ЗАДАНИЕ A:
Пожалуйста, воспроизведите полностью и без изменений текст о повести Мельникова-Печерского.

ИСХОДНЫЙ ФРАГМЕНТ:
====================

Таким образом, в повести речь идет не только о сцене из раскольничьего быта, но и о духовной гибели человека, добро и зло сражаются за человеческую душу, зло в данном случае побеждает, и человек оказывается не в силах распознать истинное и ложное. В извилистом пути героя повести П. И. Мельникова-Печерского угадывается и путь религиозного сознания русского человека; неслучайно это произведение имело определенный резонанс в русской литературе и, в частности, вызвало к жизни драматическую поэму А. Н. Майкова "Странник". Поэт своеобразно переосмысливает содержание повести, его привлекают только заключительные сцены произведения Андрея Печерского. Переход героя Майкова от "праведности" к преступлению происходит головокружительно быстро. Именно поэтому все внимание поэт концентрирует на том человеке, который разрушил жизнь героя. Не удивительно, что поэма Майкова, в отличие от повести Печерского, названа именно "Странник". Не характер Гриши, не размышления о личной вине человека за те изменения, которые произошли в его душе, а именно характер Странника становится в произведении Майкова центральным. Странник обладает незаурядными способностями убеждать, околдовывать людей. Подобный зловещий тип человека, красивыми словами заставившего поверить и пойти за собой доверчивого и чистого героя, волновал многих русских писателей. Несколько позже на эту тему будут созданы романы И. А. Гончарова "Обрыв", Ф. М. Достоевского "Бесы" и др.

В историю русской литературы П. А. Мельников-Печерский вошел не просто как писатель "далевской школы" и этнограф, но как яркий художник, мастер слова, как автор, идущий в ногу с эпохой, среди первых поднявший основную проблематику времени, а в чем-то и опередивший свой век.

====================

Сохранённые записи данных:
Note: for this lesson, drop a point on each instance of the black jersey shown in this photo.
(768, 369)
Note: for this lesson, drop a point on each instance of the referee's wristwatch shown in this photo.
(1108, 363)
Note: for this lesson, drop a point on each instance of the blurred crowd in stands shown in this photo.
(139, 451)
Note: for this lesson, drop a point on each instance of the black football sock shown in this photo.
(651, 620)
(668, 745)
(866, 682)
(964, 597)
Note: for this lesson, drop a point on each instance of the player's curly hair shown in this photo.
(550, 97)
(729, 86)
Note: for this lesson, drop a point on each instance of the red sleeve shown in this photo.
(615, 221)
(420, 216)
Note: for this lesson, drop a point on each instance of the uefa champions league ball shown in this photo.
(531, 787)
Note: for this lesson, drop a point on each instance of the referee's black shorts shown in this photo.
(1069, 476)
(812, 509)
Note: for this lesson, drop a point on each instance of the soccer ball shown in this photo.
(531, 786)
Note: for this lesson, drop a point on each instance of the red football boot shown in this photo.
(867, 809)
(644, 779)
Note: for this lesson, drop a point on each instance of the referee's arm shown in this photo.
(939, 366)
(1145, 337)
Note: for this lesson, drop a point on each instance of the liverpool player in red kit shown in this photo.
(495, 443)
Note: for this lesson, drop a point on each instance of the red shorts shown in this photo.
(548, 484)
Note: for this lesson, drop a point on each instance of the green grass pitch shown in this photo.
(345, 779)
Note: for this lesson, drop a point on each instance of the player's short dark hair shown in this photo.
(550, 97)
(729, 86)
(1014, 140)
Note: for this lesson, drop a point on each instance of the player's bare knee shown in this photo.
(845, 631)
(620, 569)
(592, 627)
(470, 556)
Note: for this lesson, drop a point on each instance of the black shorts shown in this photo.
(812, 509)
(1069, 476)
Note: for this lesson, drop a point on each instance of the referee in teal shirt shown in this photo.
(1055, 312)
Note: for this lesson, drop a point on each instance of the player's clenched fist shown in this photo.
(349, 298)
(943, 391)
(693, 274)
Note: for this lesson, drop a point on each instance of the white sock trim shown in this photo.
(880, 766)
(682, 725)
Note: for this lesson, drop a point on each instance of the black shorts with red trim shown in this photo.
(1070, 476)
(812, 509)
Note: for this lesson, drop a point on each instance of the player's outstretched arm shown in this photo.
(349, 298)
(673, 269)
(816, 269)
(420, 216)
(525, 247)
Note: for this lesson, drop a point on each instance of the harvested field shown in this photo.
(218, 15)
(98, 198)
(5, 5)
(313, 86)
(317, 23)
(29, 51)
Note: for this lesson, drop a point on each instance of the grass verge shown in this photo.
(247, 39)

====================

ЗАДАНИЕ B:
Выпишите дословно строки, начиная со строки, где есть «kit shown in this photo.», и заканчивая последней из строк после текста о повести Мельникова-Печерского, включая обе крайние.

ПИСЬМЕННЫЙ ОТВЕТ A:
Таким образом, в повести речь идет не только о сцене из раскольничьего быта, но и о духовной гибели человека, добро и зло сражаются за человеческую душу, зло в данном случае побеждает, и человек оказывается не в силах распознать истинное и ложное. В извилистом пути героя повести П. И. Мельникова-Печерского угадывается и путь религиозного сознания русского человека; неслучайно это произведение имело определенный резонанс в русской литературе и, в частности, вызвало к жизни драматическую поэму А. Н. Майкова "Странник". Поэт своеобразно переосмысливает содержание повести, его привлекают только заключительные сцены произведения Андрея Печерского. Переход героя Майкова от "праведности" к преступлению происходит головокружительно быстро. Именно поэтому все внимание поэт концентрирует на том человеке, который разрушил жизнь героя. Не удивительно, что поэма Майкова, в отличие от повести Печерского, названа именно "Странник". Не характер Гриши, не размышления о личной вине человека за те изменения, которые произошли в его душе, а именно характер Странника становится в произведении Майкова центральным. Странник обладает незаурядными способностями убеждать, околдовывать людей. Подобный зловещий тип человека, красивыми словами заставившего поверить и пойти за собой доверчивого и чистого героя, волновал многих русских писателей. Несколько позже на эту тему будут созданы романы И. А. Гончарова "Обрыв", Ф. М. Достоевского "Бесы" и др.

В историю русской литературы П. А. Мельников-Печерский вошел не просто как писатель "далевской школы" и этнограф, но как яркий художник, мастер слова, как автор, идущий в ногу с эпохой, среди первых поднявший основную проблематику времени, а в чем-то и опередивший свой век.

ПИСЬМЕННЫЙ ОТВЕТ B:
Note: for this lesson, drop a point on each instance of the liverpool player in red kit shown in this photo.
(495, 443)
Note: for this lesson, drop a point on each instance of the red shorts shown in this photo.
(548, 484)
Note: for this lesson, drop a point on each instance of the green grass pitch shown in this photo.
(345, 779)
Note: for this lesson, drop a point on each instance of the player's short dark hair shown in this photo.
(550, 97)
(729, 86)
(1014, 140)
Note: for this lesson, drop a point on each instance of the player's bare knee shown in this photo.
(845, 631)
(620, 569)
(592, 627)
(470, 556)
Note: for this lesson, drop a point on each instance of the black shorts shown in this photo.
(812, 509)
(1069, 476)
Note: for this lesson, drop a point on each instance of the referee in teal shirt shown in this photo.
(1055, 312)
Note: for this lesson, drop a point on each instance of the player's clenched fist shown in this photo.
(349, 298)
(943, 391)
(693, 274)
Note: for this lesson, drop a point on each instance of the white sock trim shown in this photo.
(880, 766)
(682, 725)
Note: for this lesson, drop a point on each instance of the black shorts with red trim shown in this photo.
(1070, 476)
(812, 509)
Note: for this lesson, drop a point on each instance of the player's outstretched arm shown in this photo.
(349, 298)
(673, 269)
(816, 269)
(420, 216)
(525, 247)
Note: for this lesson, drop a point on each instance of the harvested field shown in this photo.
(218, 15)
(98, 198)
(5, 5)
(313, 86)
(317, 23)
(29, 51)
Note: for this lesson, drop a point on each instance of the grass verge shown in this photo.
(247, 39)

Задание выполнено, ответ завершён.